书面练习 A —
请抄写下面这段讲 HBase 的文字，从“Create a table with namespace=default”开始，到“at the end.”为止（含这几个字）。

Type "exit<RETURN>" to leave the HBase Shell
Version 1.0.0-cdh5.5.2, rUnknown, Mon Jan 25 16:27:11 PST 2016
并列出所有的表：
hbase(main):012:0> list

java API连接hbase的代码为：
并列出所有的table


package com.zhangshk;

import org.apache.hadoop.conf.Configuration;
import org.apache.hadoop.hbase.HBaseConfiguration;
import org.apache.hadoop.hbase.TableName;
import org.apache.hadoop.hbase.client.HBaseAdmin;

public class TestConnectionToHbase {
    public static Configuration conf = HBaseConfiguration.create();
    public static void main(String[] args) throws Exception{
        HBaseAdmin hBaseAdmin = new HBaseAdmin(conf);
        TableName[] tableNames = hBaseAdmin.listTableNames();
        for (TableName tableName:
             tableNames) {
            System.out.println(tableName.toString());
        }
    }
}

hbase shell 创建一张表：

我们可以先看一下create的语法：   hbase shell命令行下输入create
hbase(main):030:0> create

Examples:

Create a table with namespace=ns1 and table qualifier=t1
  hbase> create 'ns1:t1', {NAME => 'f1', VERSIONS => 5}

Create a table with namespace=default and table qualifier=t1
  hbase> create 't1', {NAME => 'f1'}, {NAME => 'f2'}, {NAME => 'f3'}
  hbase> # The above in shorthand would be the following:
  hbase> create 't1', 'f1', 'f2', 'f3'
  hbase> create 't1', {NAME => 'f1', VERSIONS => 1, TTL => 2592000, BLOCKCACHE => true}
  hbase> create 't1', {NAME => 'f1', CONFIGURATION => {'hbase.hstore.blockingStoreFiles' => '10'}}

Table configuration options can be put at the end.
Examples:

  hbase> create 'ns1:t1', 'f1', SPLITS => ['10', '20', '30', '40']
  hbase> create 't1', 'f1', SPLITS => ['10', '20', '30', '40']
  hbase> create 't1', 'f1', SPLITS_FILE => 'splits.txt', OWNER => 'johndoe'
  hbase> create 't1', {NAME => 'f1', VERSIONS => 5}, METADATA => { 'mykey' => 'myvalue' }
  hbase> # Optionally pre-split the table into NUMREGIONS, using
  hbase> # SPLITALGO ("HexStringSplit", "UniformSplit" or classname)
  hbase> create 't1', 'f1', {NUMREGIONS => 15, SPLITALGO => 'HexStringSplit'}
  hbase> create 't1', 'f1', {NUMREGIONS => 15, SPLITALGO => 'HexStringSplit', REGION_REPLICATION => 2, CONFIGURATION => {'hbase.hregion.scan.loadColumnFamiliesOnDemand' => 'true'}}

You can also keep around a reference to the created table:

  hbase> t1 = create 't1', 'f1'

Which gives you a reference to the table named 't1', on which you can then
call methods.

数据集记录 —
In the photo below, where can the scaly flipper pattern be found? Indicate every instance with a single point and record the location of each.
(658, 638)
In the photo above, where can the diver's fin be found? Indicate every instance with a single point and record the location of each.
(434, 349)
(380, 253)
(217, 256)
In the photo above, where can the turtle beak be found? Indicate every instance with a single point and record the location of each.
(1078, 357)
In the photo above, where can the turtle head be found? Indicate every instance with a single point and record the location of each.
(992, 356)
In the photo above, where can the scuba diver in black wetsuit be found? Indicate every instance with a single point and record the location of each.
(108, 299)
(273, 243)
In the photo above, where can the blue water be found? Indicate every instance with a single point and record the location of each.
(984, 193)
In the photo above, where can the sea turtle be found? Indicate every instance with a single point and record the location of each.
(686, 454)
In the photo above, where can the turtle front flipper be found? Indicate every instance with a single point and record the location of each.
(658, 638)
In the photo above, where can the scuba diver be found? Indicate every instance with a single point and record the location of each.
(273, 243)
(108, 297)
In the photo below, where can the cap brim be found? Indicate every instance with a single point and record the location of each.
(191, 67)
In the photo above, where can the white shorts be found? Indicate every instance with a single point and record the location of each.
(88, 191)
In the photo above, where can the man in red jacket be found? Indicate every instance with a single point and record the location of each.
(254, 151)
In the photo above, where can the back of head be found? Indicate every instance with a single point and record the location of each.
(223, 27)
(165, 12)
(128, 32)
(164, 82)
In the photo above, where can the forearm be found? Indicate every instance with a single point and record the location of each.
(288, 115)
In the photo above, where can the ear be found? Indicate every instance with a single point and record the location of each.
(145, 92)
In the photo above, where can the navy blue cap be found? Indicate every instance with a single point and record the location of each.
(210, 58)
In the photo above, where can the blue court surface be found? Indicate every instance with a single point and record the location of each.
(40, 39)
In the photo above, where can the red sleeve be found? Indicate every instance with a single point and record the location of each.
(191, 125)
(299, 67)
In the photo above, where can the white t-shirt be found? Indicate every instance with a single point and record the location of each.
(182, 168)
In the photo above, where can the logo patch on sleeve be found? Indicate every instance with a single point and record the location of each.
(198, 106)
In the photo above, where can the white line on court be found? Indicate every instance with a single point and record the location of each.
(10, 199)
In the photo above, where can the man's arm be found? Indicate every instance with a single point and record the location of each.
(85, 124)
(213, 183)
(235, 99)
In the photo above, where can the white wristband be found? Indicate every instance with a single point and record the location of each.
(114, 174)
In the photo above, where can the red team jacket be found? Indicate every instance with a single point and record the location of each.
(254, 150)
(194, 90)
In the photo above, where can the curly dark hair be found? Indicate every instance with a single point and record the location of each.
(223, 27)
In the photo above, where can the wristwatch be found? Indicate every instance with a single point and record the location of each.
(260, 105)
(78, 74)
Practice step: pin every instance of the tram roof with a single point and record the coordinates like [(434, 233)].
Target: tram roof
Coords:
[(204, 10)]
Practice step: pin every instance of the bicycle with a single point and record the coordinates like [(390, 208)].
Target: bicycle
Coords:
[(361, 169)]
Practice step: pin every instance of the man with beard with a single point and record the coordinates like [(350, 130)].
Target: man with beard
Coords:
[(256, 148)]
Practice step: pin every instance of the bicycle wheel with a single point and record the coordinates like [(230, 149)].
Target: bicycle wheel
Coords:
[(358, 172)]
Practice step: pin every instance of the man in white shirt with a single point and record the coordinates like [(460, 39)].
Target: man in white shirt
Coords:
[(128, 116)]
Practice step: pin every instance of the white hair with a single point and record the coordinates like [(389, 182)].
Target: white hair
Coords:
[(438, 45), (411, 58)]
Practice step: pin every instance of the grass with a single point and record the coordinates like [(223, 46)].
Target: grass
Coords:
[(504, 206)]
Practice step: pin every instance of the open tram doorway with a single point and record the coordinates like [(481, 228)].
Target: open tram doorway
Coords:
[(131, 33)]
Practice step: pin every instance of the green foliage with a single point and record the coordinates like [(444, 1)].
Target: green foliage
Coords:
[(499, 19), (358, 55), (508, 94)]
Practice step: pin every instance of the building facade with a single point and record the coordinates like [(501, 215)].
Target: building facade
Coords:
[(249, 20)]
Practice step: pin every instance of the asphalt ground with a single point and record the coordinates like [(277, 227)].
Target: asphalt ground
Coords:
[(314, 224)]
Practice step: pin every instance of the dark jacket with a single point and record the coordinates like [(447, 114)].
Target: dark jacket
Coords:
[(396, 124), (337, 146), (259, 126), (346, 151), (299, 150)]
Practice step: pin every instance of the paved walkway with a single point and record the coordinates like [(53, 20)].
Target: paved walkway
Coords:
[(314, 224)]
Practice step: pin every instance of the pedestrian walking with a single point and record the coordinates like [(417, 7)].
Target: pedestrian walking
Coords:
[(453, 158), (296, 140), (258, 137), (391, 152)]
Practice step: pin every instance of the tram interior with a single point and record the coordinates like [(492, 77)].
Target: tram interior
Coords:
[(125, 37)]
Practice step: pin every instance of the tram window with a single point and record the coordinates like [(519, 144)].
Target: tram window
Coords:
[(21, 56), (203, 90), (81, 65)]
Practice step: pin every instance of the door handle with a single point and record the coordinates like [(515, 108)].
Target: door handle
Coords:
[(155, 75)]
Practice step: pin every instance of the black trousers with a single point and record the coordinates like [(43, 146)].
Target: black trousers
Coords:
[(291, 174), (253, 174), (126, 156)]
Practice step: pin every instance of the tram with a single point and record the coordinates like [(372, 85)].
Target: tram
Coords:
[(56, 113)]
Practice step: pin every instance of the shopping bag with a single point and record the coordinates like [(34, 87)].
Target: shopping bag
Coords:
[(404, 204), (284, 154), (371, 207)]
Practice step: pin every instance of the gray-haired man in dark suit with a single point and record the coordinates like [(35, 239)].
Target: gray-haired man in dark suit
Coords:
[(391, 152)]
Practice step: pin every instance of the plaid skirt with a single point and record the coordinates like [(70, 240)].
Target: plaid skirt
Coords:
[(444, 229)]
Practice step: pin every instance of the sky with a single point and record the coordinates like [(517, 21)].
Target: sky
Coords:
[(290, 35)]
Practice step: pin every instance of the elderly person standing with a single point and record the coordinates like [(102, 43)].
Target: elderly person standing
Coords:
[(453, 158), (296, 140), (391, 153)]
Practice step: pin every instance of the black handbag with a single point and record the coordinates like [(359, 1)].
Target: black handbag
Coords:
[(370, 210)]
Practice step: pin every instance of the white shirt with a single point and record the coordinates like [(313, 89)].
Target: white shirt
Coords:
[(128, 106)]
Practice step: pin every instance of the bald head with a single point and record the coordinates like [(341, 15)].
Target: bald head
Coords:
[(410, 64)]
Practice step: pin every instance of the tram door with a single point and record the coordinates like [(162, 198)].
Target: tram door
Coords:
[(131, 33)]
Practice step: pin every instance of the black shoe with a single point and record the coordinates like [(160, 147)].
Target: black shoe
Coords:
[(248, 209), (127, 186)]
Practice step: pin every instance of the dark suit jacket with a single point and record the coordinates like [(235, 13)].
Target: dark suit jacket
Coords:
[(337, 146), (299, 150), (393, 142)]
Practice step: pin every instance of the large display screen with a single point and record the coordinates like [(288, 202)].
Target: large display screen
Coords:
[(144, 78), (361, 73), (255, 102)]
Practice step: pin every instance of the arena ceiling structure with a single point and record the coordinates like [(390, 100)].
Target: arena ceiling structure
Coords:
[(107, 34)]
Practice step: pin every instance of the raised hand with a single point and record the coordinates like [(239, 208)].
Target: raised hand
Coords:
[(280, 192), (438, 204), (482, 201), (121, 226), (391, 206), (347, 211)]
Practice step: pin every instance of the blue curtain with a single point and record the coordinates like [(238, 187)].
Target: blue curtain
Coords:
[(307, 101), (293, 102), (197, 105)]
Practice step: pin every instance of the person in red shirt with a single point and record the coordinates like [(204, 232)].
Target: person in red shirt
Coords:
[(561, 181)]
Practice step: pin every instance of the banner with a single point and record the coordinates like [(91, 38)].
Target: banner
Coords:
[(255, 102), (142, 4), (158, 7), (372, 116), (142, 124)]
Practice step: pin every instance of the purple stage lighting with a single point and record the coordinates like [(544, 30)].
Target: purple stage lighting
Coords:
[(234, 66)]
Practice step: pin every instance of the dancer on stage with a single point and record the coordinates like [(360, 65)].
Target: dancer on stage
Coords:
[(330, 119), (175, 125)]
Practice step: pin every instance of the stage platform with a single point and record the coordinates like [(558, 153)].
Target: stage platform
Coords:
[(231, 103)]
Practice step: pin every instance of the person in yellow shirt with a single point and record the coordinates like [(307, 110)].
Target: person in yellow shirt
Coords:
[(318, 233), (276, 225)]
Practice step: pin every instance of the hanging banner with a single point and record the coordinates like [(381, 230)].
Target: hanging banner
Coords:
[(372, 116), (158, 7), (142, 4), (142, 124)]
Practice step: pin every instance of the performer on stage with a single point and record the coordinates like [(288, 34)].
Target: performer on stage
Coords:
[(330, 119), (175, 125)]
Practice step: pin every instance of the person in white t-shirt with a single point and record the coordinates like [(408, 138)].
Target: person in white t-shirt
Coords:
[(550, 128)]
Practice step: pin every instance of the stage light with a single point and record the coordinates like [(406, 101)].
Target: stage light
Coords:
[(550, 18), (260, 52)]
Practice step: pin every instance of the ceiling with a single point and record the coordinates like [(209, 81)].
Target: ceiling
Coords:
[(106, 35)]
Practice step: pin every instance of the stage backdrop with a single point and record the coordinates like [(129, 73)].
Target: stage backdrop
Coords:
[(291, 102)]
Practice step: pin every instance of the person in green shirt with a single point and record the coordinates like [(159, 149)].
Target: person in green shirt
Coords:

书面练习 B —
请逐字复述上面记录中的几行：从含有“Practice step: pin every instance of the bicycle wheel”的那一行起，到含有“[(499, 19), (358, 55), (508, 94)]”的那一行为止，两行都包括在内。

参考答案 A —
Create a table with namespace=default and table qualifier=t1
  hbase> create 't1', {NAME => 'f1'}, {NAME => 'f2'}, {NAME => 'f3'}
  hbase> # The above in shorthand would be the following:
  hbase> create 't1', 'f1', 'f2', 'f3'
  hbase> create 't1', {NAME => 'f1', VERSIONS => 1, TTL => 2592000, BLOCKCACHE => true}
  hbase> create 't1', {NAME => 'f1', CONFIGURATION => {'hbase.hstore.blockingStoreFiles' => '10'}}

Table configuration options can be put at the end.

参考答案 B —
Practice step: pin every instance of the bicycle wheel with a single point and record the coordinates like [(230, 149)].
Target: bicycle wheel
Coords:
[(358, 172)]
Practice step: pin every instance of the man in white shirt with a single point and record the coordinates like [(460, 39)].
Target: man in white shirt
Coords:
[(128, 116)]
Practice step: pin every instance of the white hair with a single point and record the coordinates like [(389, 182)].
Target: white hair
Coords:
[(438, 45), (411, 58)]
Practice step: pin every instance of the grass with a single point and record the coordinates like [(223, 46)].
Target: grass
Coords:
[(504, 206)]
Practice step: pin every instance of the open tram doorway with a single point and record the coordinates like [(481, 228)].
Target: open tram doorway
Coords:
[(131, 33)]
Practice step: pin every instance of the green foliage with a single point and record the coordinates like [(444, 1)].
Target: green foliage
Coords:
[(499, 19), (358, 55), (508, 94)]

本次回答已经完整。